=== PROVIDED PASSAGE ===

Rene Maurin (born 1971, in Maribor, Slovenia) is a Slovene theatre director, film director and screenwriter.

Biography
During his studies of architecture in Graz, Austria he became interested in theatre and film. Leaving architecture studies he enrolled the Academy of Drama Arts in Zagreb, Croatia, where he finishes the studies under the mentorship of Georgij Paro and Tomislav Durbešić. He graduated with the first staging of the play IT, by a young Slovene author Rok Vilčnik, which was awarded for the Best new Slovene play at the Week of Slovenian Drama in the year 2000.

===

> _PROMPT 1_:
Return, word for word, the part of the Rene Maurin biography from "Rene Maurin (born" to "the year 2000.".
> _PROMPT 2_:
Name every city that appears in the Rene Maurin biography.
The records aren't needed for any of this work.

=== DATA PROVIDED ===

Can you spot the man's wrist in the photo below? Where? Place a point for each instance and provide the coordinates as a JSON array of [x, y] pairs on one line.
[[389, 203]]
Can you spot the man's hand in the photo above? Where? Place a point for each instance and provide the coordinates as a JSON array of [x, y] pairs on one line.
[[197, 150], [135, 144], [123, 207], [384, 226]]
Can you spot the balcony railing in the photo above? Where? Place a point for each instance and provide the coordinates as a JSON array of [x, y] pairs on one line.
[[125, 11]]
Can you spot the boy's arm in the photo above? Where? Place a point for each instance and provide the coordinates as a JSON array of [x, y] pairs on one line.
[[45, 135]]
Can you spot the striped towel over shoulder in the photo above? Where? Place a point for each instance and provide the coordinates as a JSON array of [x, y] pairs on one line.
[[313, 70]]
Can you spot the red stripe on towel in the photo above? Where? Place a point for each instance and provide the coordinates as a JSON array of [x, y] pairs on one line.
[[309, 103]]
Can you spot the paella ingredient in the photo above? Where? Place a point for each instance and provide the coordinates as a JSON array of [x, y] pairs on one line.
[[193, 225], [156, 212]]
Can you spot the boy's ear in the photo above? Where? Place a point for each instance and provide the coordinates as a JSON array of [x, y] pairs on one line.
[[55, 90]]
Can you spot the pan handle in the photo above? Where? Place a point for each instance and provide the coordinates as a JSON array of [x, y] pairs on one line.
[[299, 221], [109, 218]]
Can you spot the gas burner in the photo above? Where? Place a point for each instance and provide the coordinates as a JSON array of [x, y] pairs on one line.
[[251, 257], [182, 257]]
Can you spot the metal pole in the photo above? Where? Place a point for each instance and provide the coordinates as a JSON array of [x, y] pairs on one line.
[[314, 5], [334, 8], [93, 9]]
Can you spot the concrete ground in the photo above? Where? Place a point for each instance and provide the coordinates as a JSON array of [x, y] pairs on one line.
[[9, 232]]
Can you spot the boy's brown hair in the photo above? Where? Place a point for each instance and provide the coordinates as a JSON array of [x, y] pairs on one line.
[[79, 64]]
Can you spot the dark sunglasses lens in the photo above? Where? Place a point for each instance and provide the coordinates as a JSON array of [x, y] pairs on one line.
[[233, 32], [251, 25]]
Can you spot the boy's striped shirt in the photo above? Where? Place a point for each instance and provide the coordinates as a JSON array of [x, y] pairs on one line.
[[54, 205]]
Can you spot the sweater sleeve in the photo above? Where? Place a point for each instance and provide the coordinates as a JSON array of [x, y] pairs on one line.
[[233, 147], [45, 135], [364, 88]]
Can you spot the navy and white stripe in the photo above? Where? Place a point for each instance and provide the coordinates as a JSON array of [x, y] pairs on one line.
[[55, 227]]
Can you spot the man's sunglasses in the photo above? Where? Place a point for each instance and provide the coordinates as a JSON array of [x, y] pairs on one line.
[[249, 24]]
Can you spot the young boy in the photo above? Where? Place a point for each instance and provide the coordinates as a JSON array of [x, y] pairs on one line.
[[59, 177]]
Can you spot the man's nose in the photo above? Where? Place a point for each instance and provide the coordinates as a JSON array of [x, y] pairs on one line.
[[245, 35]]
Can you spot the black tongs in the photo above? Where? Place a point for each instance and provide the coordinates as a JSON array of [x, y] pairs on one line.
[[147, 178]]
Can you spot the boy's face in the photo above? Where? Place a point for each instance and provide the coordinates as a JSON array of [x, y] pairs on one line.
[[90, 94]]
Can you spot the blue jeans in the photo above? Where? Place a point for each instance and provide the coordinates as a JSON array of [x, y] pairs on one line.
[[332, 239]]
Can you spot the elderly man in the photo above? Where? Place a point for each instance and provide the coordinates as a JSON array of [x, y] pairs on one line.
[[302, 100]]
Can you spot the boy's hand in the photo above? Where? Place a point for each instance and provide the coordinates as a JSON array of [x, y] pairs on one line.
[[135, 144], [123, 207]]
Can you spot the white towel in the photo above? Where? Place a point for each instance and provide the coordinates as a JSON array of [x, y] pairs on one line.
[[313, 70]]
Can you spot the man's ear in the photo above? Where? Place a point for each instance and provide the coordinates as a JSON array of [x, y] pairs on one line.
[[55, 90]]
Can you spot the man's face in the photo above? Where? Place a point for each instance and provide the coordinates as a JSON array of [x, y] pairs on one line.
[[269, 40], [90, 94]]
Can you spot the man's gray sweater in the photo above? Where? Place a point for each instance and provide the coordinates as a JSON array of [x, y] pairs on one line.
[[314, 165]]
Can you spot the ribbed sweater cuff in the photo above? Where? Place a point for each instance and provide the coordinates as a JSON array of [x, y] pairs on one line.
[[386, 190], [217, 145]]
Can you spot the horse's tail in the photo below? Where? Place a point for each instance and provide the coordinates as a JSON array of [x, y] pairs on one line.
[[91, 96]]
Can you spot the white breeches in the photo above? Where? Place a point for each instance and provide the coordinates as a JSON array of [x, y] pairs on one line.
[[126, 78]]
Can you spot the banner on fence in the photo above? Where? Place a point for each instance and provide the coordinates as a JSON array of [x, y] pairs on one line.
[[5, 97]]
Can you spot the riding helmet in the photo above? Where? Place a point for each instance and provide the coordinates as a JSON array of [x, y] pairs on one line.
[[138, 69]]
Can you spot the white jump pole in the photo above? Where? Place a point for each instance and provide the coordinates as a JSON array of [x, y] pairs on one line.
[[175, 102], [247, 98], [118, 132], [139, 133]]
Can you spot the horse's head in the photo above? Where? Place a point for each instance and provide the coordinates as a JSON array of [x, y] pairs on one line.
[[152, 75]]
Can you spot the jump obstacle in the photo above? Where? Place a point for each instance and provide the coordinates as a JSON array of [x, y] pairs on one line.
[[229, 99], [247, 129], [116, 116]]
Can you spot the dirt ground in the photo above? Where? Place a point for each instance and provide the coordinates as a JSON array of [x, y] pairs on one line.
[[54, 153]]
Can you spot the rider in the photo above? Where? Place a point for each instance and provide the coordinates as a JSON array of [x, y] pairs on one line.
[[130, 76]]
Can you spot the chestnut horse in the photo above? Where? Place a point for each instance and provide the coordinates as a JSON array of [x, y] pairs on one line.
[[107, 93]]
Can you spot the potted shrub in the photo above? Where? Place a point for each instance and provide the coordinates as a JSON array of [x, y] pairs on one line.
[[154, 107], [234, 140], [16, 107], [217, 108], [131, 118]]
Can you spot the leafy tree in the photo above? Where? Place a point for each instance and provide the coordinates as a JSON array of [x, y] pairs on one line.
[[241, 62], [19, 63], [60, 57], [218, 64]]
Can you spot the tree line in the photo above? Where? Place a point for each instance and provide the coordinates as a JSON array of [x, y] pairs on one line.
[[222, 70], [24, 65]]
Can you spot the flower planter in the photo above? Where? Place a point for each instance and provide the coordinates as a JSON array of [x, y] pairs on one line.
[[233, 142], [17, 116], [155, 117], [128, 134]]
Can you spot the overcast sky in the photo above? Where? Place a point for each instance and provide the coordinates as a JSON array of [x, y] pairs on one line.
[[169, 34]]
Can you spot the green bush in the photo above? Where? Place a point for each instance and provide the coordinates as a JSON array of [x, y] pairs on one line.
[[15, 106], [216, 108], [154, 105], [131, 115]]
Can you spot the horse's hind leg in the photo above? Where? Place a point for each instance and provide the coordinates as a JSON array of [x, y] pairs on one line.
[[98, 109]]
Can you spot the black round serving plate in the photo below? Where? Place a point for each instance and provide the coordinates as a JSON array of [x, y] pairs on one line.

===

> _TASK OUTPUT 1_:
Rene Maurin (born 1971, in Maribor, Slovenia) is a Slovene theatre director, film director and screenwriter.

Biography
During his studies of architecture in Graz, Austria he became interested in theatre and film. Leaving architecture studies he enrolled the Academy of Drama Arts in Zagreb, Croatia, where he finishes the studies under the mentorship of Georgij Paro and Tomislav Durbešić. He graduated with the first staging of the play IT, by a young Slovene author Rok Vilčnik, which was awarded for the Best new Slovene play at the Week of Slovenian Drama in the year 2000.

> _TASK OUTPUT 2_:
Maribor, Graz, Zagreb